I read this opinion piece this morning. This guy sounds a bit dramatic.

How is he dramatic? It’s pretty much the way he describes it, and the movie being so on the nose about it and basically only stating the obvious without being particularly insightful or analytical is why it was a bit boring for me to watch it.

I agree with Menzo that the part about people changing their opinion once the the comet is visible to the naked eye is off.

Im pretty sure he’d point to your post as another example of how his warnings are downplayed or ignored.

We watched this the other night. The ending made me incredibly depressed. I think it hits too close to home.

He has a lot of links in that op-ed, so I followed a couple of them, and they were other op-eds by him in the Guardian. His solutions to climate change sound completely impractical to me. We’ve discussed here how fossil fuel companies love pushing the idea people personally aren’t willing to change their behavior, and therefore due to people’s personal failings, the problem is too difficult to solve. Well, apparently this guy pushes the same kind of thing, he wants everyone to voluntarily use less energy and change their lives. How is this a practical solution to climate change? And the actions he wants governments to take like completely stopping all fossil fuels including transition ones like natural gas immediately? How is that practical in any way for the governments whose green parties would promptly lose the next elections if they tried stuff like that? I mean, it’s fine if we lived in a world only ruled by autocrats and they all handed out decrees and changed policy everywhere, but we don’t live in that world. Anyway, so yeah, he sounds a bit dramatic. And that’s fine. It’s a terrible situation we’re in.

I don’t think he’s unreasonable.

In his other editorial (Forget plans to lower emissions by 2050 – this is deadly procrastination | Peter Kalmus | The Guardian), he says:

It will be easy to tell when society has begun this shift: leaders will begin to take actions that actually inflict pain on big oil, such as ending fossil fuel subsidies and placing a moratorium on all new oil and gas infrastructure.

and

Stabilizing the rapidly escalating destruction of the Earth will require directly scaling back and ultimately ending fossil fuels

so at least in the editorial I found, he wants to stop the development of new carbon infrastructure, not to immediately get rid of our current infrastructure. So that part seems rational.

→ **Given information**
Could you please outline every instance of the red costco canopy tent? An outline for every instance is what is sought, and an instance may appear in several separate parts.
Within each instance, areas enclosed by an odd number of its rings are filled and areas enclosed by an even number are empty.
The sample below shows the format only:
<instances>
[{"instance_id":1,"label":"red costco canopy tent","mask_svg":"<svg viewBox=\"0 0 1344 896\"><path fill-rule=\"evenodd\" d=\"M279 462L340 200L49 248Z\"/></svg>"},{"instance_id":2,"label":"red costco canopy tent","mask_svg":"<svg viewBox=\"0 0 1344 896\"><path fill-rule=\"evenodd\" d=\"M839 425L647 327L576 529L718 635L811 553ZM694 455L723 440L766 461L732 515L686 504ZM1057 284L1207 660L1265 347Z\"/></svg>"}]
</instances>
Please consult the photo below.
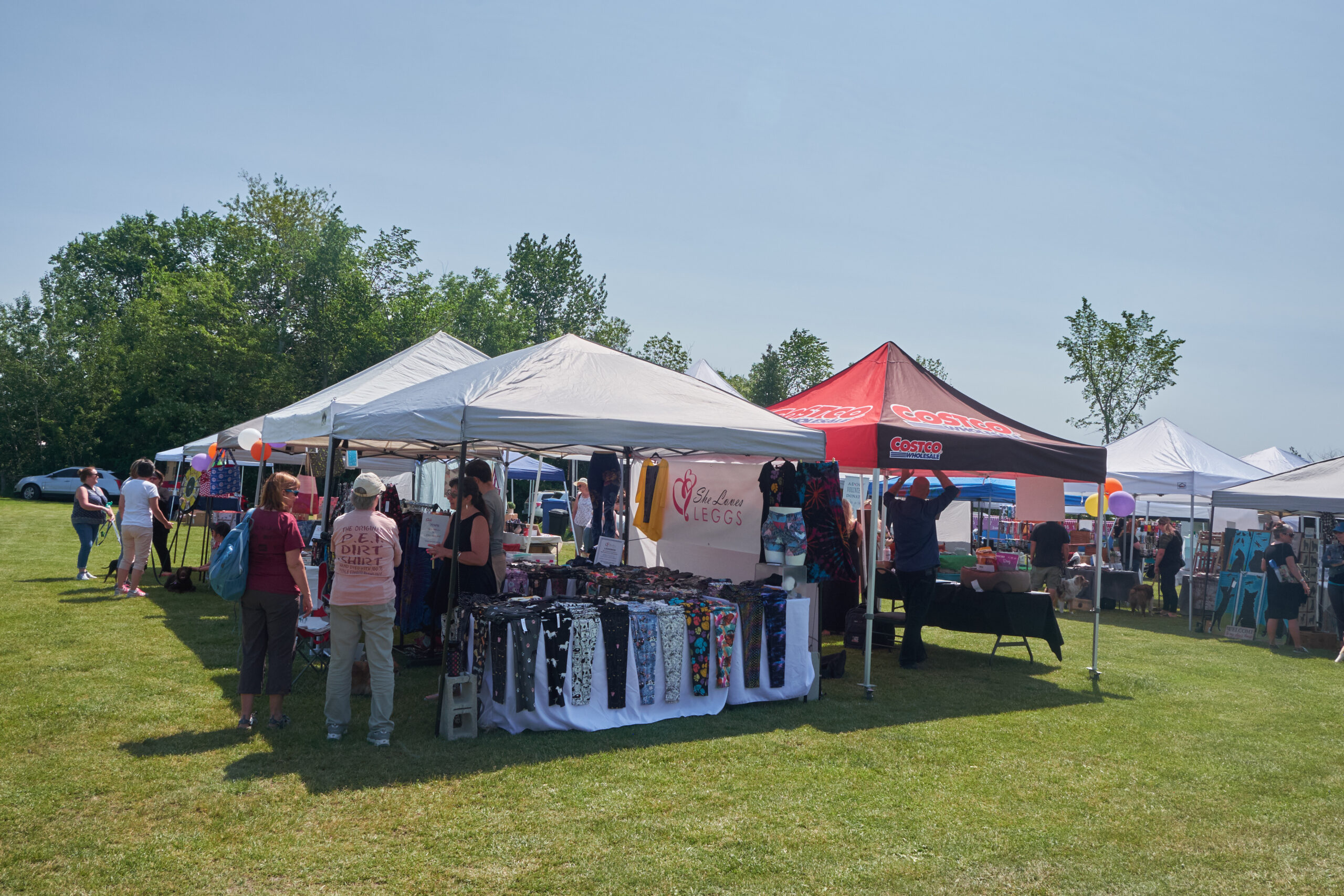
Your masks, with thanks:
<instances>
[{"instance_id":1,"label":"red costco canopy tent","mask_svg":"<svg viewBox=\"0 0 1344 896\"><path fill-rule=\"evenodd\" d=\"M824 431L828 457L851 470L1106 480L1105 447L1011 420L939 380L895 343L770 410Z\"/></svg>"}]
</instances>

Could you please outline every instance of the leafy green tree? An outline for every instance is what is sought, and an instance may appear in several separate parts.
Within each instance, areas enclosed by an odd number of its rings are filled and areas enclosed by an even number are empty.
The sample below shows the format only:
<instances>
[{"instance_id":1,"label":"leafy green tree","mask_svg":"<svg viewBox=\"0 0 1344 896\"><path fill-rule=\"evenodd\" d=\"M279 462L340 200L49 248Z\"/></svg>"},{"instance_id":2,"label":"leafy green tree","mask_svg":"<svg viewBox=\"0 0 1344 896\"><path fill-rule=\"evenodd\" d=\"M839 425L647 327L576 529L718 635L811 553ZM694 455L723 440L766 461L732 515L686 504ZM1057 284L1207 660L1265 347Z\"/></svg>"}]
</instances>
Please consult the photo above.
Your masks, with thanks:
<instances>
[{"instance_id":1,"label":"leafy green tree","mask_svg":"<svg viewBox=\"0 0 1344 896\"><path fill-rule=\"evenodd\" d=\"M630 328L606 314L606 277L583 273L583 257L574 238L558 243L523 236L509 247L504 285L509 297L531 317L532 343L574 333L616 349L629 351Z\"/></svg>"},{"instance_id":2,"label":"leafy green tree","mask_svg":"<svg viewBox=\"0 0 1344 896\"><path fill-rule=\"evenodd\" d=\"M1077 313L1066 316L1068 334L1058 348L1068 355L1073 373L1066 383L1082 383L1087 414L1068 422L1078 429L1097 429L1109 445L1144 424L1138 411L1149 399L1176 382L1176 349L1185 344L1167 330L1153 332L1153 316L1121 312L1118 321L1103 320L1083 298Z\"/></svg>"},{"instance_id":3,"label":"leafy green tree","mask_svg":"<svg viewBox=\"0 0 1344 896\"><path fill-rule=\"evenodd\" d=\"M784 357L774 345L765 347L761 360L751 365L751 371L746 379L746 390L742 390L737 384L734 384L734 388L761 407L778 404L793 395L789 391L789 373Z\"/></svg>"},{"instance_id":4,"label":"leafy green tree","mask_svg":"<svg viewBox=\"0 0 1344 896\"><path fill-rule=\"evenodd\" d=\"M796 329L780 343L785 398L797 395L831 376L831 349L805 329Z\"/></svg>"},{"instance_id":5,"label":"leafy green tree","mask_svg":"<svg viewBox=\"0 0 1344 896\"><path fill-rule=\"evenodd\" d=\"M681 343L672 339L672 333L650 336L644 340L644 348L634 355L677 373L685 373L685 369L691 367L691 356L681 347Z\"/></svg>"},{"instance_id":6,"label":"leafy green tree","mask_svg":"<svg viewBox=\"0 0 1344 896\"><path fill-rule=\"evenodd\" d=\"M943 383L948 382L948 368L942 365L937 357L925 357L923 355L915 355L915 363L941 379Z\"/></svg>"}]
</instances>

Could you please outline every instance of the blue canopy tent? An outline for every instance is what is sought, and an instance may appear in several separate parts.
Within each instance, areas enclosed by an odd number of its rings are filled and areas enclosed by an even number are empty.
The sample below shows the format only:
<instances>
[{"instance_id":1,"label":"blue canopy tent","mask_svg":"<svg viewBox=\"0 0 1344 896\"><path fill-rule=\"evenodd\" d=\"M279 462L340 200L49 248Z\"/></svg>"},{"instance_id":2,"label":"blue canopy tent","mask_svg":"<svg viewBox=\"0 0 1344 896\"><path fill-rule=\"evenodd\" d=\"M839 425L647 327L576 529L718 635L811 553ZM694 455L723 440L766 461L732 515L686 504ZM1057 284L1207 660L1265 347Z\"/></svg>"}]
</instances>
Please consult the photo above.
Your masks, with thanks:
<instances>
[{"instance_id":1,"label":"blue canopy tent","mask_svg":"<svg viewBox=\"0 0 1344 896\"><path fill-rule=\"evenodd\" d=\"M530 454L517 454L516 451L507 451L504 462L508 463L508 478L511 480L530 480L536 481L536 458ZM542 481L543 482L563 482L564 470L558 466L551 466L550 463L542 463Z\"/></svg>"},{"instance_id":2,"label":"blue canopy tent","mask_svg":"<svg viewBox=\"0 0 1344 896\"><path fill-rule=\"evenodd\" d=\"M957 496L958 501L993 501L995 504L1017 502L1016 480L981 480L974 477L954 476L952 477L952 484L961 489L961 494ZM900 489L902 494L907 494L909 492L909 485ZM929 497L938 497L939 494L942 494L942 486L938 485L937 480L930 481ZM1082 506L1085 497L1085 494L1068 494L1066 492L1064 506Z\"/></svg>"}]
</instances>

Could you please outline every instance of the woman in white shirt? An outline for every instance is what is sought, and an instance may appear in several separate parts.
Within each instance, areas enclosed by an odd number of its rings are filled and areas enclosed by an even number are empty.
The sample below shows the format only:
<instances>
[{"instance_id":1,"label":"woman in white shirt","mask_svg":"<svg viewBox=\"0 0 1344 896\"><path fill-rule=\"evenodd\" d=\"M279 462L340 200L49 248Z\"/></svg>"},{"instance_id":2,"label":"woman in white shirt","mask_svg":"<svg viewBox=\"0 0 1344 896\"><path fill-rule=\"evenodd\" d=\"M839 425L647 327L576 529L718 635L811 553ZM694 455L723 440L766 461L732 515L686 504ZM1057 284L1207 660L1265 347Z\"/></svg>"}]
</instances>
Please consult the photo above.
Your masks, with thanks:
<instances>
[{"instance_id":1,"label":"woman in white shirt","mask_svg":"<svg viewBox=\"0 0 1344 896\"><path fill-rule=\"evenodd\" d=\"M140 459L130 465L132 478L121 484L121 501L117 502L117 520L121 524L121 564L117 567L116 588L118 595L145 596L140 590L140 576L145 574L145 564L149 563L155 520L164 528L172 528L172 523L159 509L159 489L149 481L153 474L153 462Z\"/></svg>"}]
</instances>

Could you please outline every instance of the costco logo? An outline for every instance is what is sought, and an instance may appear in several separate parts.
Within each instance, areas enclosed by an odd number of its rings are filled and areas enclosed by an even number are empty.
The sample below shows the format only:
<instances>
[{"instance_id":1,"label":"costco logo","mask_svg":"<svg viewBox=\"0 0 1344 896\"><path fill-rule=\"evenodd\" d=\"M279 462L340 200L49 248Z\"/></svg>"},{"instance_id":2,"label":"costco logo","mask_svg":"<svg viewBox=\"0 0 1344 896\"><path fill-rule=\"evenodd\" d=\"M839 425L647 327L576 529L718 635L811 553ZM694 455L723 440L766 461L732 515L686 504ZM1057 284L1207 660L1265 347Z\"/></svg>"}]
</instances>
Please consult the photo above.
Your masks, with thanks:
<instances>
[{"instance_id":1,"label":"costco logo","mask_svg":"<svg viewBox=\"0 0 1344 896\"><path fill-rule=\"evenodd\" d=\"M810 426L835 426L836 423L852 423L872 412L871 404L862 407L845 407L843 404L809 404L808 407L785 407L775 411L780 416L794 423Z\"/></svg>"},{"instance_id":2,"label":"costco logo","mask_svg":"<svg viewBox=\"0 0 1344 896\"><path fill-rule=\"evenodd\" d=\"M1021 438L1003 423L997 423L995 420L980 420L973 416L962 416L961 414L953 414L950 411L938 411L937 414L934 411L911 411L905 404L892 404L891 412L902 420L906 420L910 426L923 429L946 430L948 433L965 433L968 435L1007 435L1013 439ZM895 457L895 454L891 457Z\"/></svg>"},{"instance_id":3,"label":"costco logo","mask_svg":"<svg viewBox=\"0 0 1344 896\"><path fill-rule=\"evenodd\" d=\"M899 435L891 439L891 457L907 461L942 459L942 442L918 442Z\"/></svg>"}]
</instances>

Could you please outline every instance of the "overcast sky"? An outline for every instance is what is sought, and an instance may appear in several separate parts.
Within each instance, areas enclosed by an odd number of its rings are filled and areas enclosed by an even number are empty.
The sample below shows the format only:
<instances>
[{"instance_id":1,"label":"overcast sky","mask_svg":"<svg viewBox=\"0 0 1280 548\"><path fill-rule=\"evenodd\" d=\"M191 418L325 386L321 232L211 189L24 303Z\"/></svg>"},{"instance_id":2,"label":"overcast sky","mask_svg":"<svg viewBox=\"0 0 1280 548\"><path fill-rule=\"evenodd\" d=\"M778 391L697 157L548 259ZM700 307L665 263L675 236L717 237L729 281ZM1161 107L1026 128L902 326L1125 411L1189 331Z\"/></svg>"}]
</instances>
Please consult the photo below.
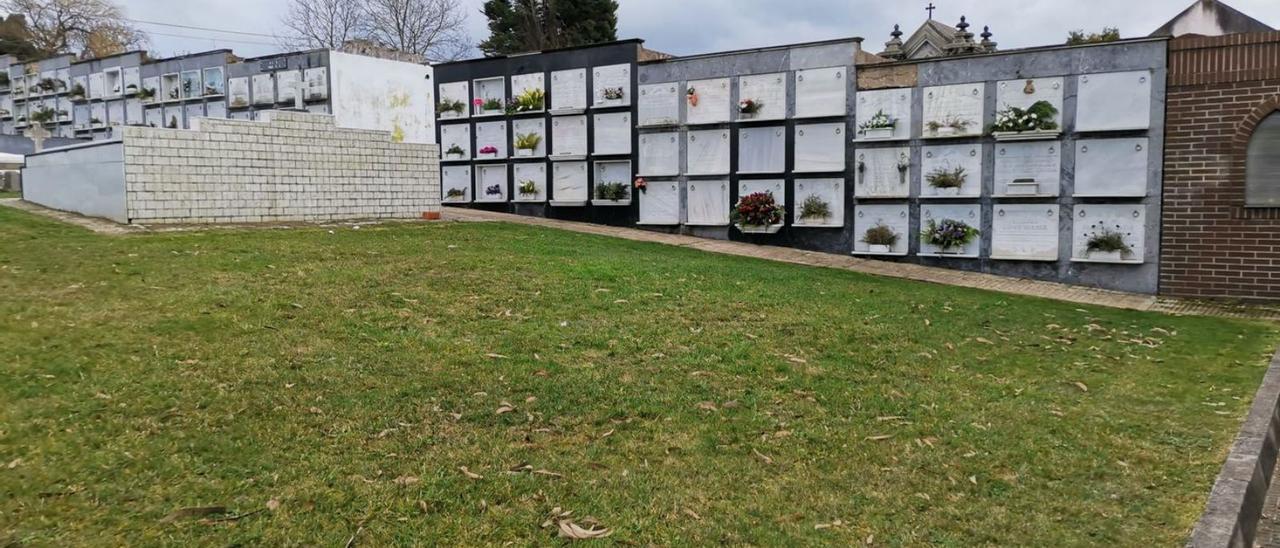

→ **Exercise directions**
Rewrite the part of the text shown that begins at "I read this" and stops after "downplayed or ignored.", putting "film" in place of "movie".

→ **Task solution**
I read this opinion piece this morning. This guy sounds a bit dramatic.

How is he dramatic? It’s pretty much the way he describes it, and the film being so on the nose about it and basically only stating the obvious without being particularly insightful or analytical is why it was a bit boring for me to watch it.

I agree with Menzo that the part about people changing their opinion once the the comet is visible to the naked eye is off.

Im pretty sure he’d point to your post as another example of how his warnings are downplayed or ignored.